━━━ PASSAGE TO READ

Any party in government will still be a long way from where we could and should be. There will still be racist immigration policy, no serious climate policy, and an over-riding commitment to accelerating the great engine of our destruction, economic growth. This is before we consider the inherent problem of the nation state that, like any centralised authority, seeks to defend its own power at whatever cost before it would even consider acting in anyone else's interest.
So, in wider terms, in what we can imagine and what we're capable of and what we actually need to do to ensure a long-term just society, there is barely enough room to put a cigarette paper between the parties. But, as Johann Hari says, that cigarette paper is big enough to make a pretty fat roll-up. Certainly, the Conservatives are demonstrably further away from a fair world and would put more obstacles in the path that goes towards it.
Nobody can pretend having the Tories in power would be no different to the others. Their commitment to the rich far exceeds Labour's, and the policies Labour instituted to give a trickle of wealth from rich to poor would be reversed.
Choosing the lesser of two evils isn't a bad thing. The cliche makes it sound bad, but it's a good thing. You get less evil.

━━━━━━
━━━ STORED DATA

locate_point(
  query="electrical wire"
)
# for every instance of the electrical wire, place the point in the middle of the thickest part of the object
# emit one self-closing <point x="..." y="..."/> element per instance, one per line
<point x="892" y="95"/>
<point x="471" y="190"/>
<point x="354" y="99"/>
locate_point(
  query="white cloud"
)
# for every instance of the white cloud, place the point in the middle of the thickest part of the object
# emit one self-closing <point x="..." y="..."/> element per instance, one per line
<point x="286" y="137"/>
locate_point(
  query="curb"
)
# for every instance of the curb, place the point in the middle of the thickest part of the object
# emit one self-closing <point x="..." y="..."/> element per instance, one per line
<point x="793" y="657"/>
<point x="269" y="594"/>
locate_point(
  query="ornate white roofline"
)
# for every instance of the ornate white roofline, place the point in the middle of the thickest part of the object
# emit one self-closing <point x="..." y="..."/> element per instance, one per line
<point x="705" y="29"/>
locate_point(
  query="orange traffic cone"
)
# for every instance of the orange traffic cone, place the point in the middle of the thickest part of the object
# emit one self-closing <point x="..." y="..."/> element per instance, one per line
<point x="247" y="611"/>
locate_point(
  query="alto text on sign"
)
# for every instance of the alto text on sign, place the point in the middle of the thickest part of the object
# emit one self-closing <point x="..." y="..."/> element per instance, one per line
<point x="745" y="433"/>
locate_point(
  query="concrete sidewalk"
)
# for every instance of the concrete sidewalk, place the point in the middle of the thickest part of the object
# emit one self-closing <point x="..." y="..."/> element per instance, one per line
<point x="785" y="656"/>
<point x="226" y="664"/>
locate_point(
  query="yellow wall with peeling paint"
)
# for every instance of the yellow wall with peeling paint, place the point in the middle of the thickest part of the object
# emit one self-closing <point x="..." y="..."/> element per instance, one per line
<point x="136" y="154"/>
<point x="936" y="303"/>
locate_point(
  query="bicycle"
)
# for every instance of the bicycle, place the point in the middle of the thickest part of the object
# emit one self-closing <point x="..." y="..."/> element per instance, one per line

━━━━━━

WORK REQUEST 1:
In the text on voting for the lesser evil, who is cited as saying that the cigarette paper between the parties is big enough to make a pretty fat roll-up?
WORK REQUEST 2:
Continue the text on voting for the lesser evil, starting after its last sentence.
The data above was taken from a different source than the text.

REPLY 1:
Johann Hari

REPLY 2:
- Noam Chomsky
But still, I am scared that a Labour-Liberal coalition would actually give us the most rampant Conservative government. Alistair Darling admitted pre-election that the cuts we'll see in the coming years will be worse than anything Thatcher ever did.
So whoever's in power next will have to slash public services, raise unemployment, and generally make themselves deeply unpopular. Because a Labour-LibDem coalition needs other parties to make up a majority, they will have to make serious concessions to non-English nationalists. Top of their list will be lighter cuts for their particular nation.
The Tories will be shouting from the sidelines that they wouldn't do anything so bad, and that this is what we get for having a Frankenstein coalition government. This tension - amongst others - pulls the coalition apart, we have another general election in a few months time, the Tories get in with an actual majority and we have five years of full-throttle Tory rule.
Whereas if the Tories get in now with the LibDems, they take all the flak for the cuts, Labour regroup and get a shiny new leader, people somehow think this is not the same people that cleared the path for the neoliberal excesses that caused the recession, nor the people who waged the Iraq war, and when the Tory-LibDem coalition comes apart then there's a general election and the Tories are booted out.
It's kind of like a social vaccination, a little dose to make us generate the antibodies, a booster as we've not had Tories for 13 years and our immunity has diminished.
Cameron goes out on his arse, and (just like the BNP appear poised to do) the grassroots of the party say this experiment with a moderate leader and slick PR front was a failure and they fly their vicious true colours again, alienating themselves from the great mass of people. It'll be like they'd just carried on with Iain Duncan-Smith as leader. The fact that you can't really remember him proves my point.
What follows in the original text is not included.